TAREFAS E EXERCÍCIOS:
#1 Transcreva fielmente o trecho do texto que se inicia nas palavras "Dirigindo-se aos deputados" e se encerra após as palavras "terapêutica das toxicodependências.".
#2 De acordo com o texto, a requerimento de que partido João Goulão foi ouvido na Assembleia da República?

TEXTO:
“Temos que nos preparar muito seriamente para aquilo que é um novo ciclo de deterioração das condições de vida dos portugueses”, advertiu João Goulão na Assembleia da República, onde apresentou os relatórios anuais sobre a Situação do País em Matéria de Drogas e Toxicodependência e em Matéria de Álcool em 2021 e foi ouvido a requerimento do PCP sobre “a criação de uma estrutura única no âmbito dos comportamentos aditivos e das dependências”.
Para João Goulão, “é fundamental” ter “massa profissional e massa crítica para enfrentar de forma eficaz” os novos problemas que aí vêm e que, antecipou, “vão acontecer muito depressa”.
“Temos que robustecer os dispositivos que enfrentam os problemas das dependências em Portugal para conseguirmos dar resposta, sob pena de virmos a enfrentar uma situação como aquela que deixamos evoluir livremente nas décadas de 80 e 90 [no século passado] e que nos levou efetivamente a números catastróficos relacionados com o uso de heroína”, alertou o diretor-geral do Serviço de Intervenção nos Comportamentos Aditivos e nas Dependências (SICAD).
Dirigindo-se aos deputados da Comissão de Saúde, João Goulão elucidou que o SICAD é uma direção-geral constituída por “meia dúzia de profissionais” estando os restantes nas Administrações Regionais de Saúde.
“Nós fazemos os possíveis por nos dirigirmos a estes problemas de acordo com a evidência que vamos produzindo e que vamos coletando também de outras fontes e penso que é inegável que tem havido alguma quebra na capacidade de lidar com alguns desses problemas”, declarou.
O médico apontou como uma das razões para esta situação “a incapacidade de renovar” os quadros nos últimos anos, contratando profissionais dedicados à área da terapêutica das toxicodependências.
“E há aqui um elefante na sala que é o passado que foi caracterizado pela existência do IDT, um instituto público vertical, com a capacidade de pensar as políticas, fazer estudos, compilá-los, de alguma forma digerir a evidência e fazê-lo traduzir em intervenções ao nível do terreno”, que foi extinto em 2012 e criado um novo modelo estrutural para as respostas dirigidas às dependências em geral, o SICAD.

DADOS DE ENTRADA:
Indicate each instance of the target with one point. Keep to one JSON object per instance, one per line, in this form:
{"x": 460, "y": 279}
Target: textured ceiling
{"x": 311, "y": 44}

RESPOSTAS POR ITEM:
#1
Dirigindo-se aos deputados da Comissão de Saúde, João Goulão elucidou que o SICAD é uma direção-geral constituída por “meia dúzia de profissionais” estando os restantes nas Administrações Regionais de Saúde.
“Nós fazemos os possíveis por nos dirigirmos a estes problemas de acordo com a evidência que vamos produzindo e que vamos coletando também de outras fontes e penso que é inegável que tem havido alguma quebra na capacidade de lidar com alguns desses problemas”, declarou.
O médico apontou como uma das razões para esta situação “a incapacidade de renovar” os quadros nos últimos anos, contratando profissionais dedicados à área da terapêutica das toxicodependências.

#2 Do PCP.